> _What to work on_
Range to reproduce from the entries below: the line with "Query: seated man", the line with "The service SHOULD place a point on the seated woman, one", and every line in between. Give them exactly and give nothing else.

Saved data entries:
===
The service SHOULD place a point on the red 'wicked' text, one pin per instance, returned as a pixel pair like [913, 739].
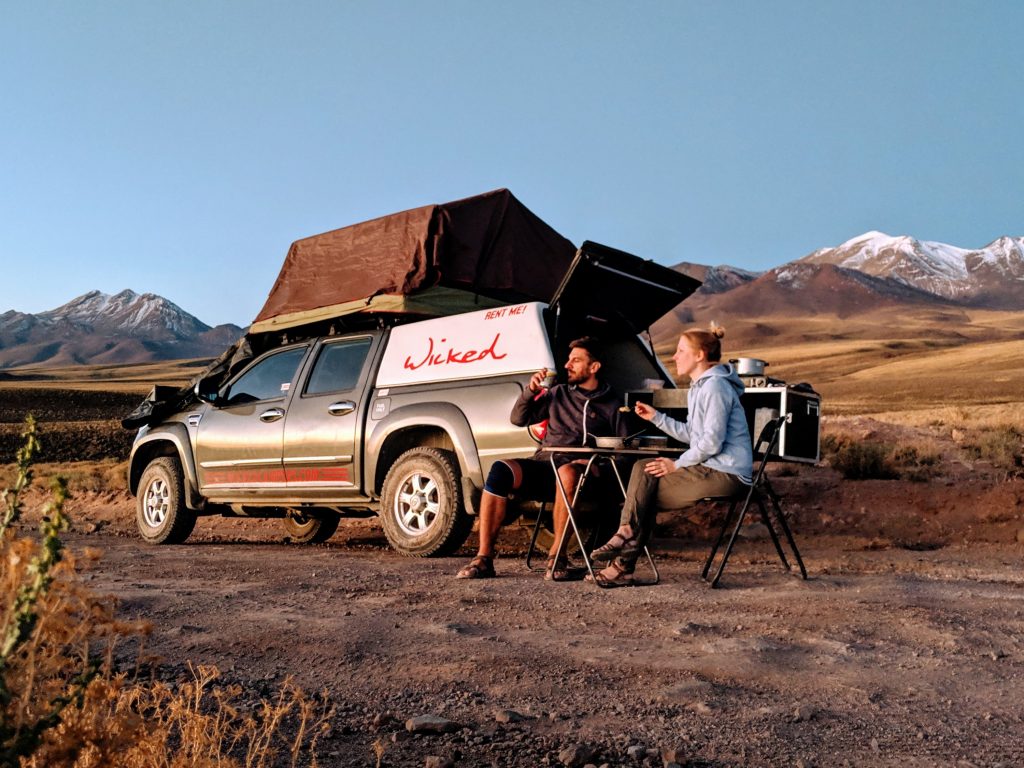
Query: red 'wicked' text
[440, 356]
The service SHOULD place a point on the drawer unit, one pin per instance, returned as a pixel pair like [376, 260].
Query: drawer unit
[800, 439]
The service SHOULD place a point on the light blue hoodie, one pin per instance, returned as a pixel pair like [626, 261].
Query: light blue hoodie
[716, 425]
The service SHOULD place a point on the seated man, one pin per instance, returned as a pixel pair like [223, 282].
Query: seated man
[583, 407]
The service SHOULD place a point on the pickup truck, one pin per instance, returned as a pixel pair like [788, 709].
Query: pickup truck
[402, 420]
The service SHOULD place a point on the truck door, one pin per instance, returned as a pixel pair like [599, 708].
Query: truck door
[239, 441]
[325, 424]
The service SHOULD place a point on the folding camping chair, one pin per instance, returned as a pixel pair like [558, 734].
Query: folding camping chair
[572, 528]
[762, 494]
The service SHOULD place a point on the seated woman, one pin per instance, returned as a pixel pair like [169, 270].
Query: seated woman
[718, 462]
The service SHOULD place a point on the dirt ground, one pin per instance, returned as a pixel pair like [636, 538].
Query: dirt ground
[893, 652]
[904, 647]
===
> _Exercise answer_
Query: seated man
[583, 407]
The service SHOULD place a point on the pickup truck, one pin per instance, returned as a pixel pair like [788, 709].
Query: pickup truck
[402, 420]
The service SHOULD place a point on the truck door, one pin per instance, returned as a pixel pair like [599, 708].
Query: truck door
[239, 441]
[325, 424]
The service SHOULD place a point on the folding camping chair, one pin per instance, returned as a pixel pair like [558, 734].
Query: folding camping chair
[572, 528]
[762, 494]
The service SHOULD place a point on the seated woman, one pin per instance, returned as a pixel pair like [169, 270].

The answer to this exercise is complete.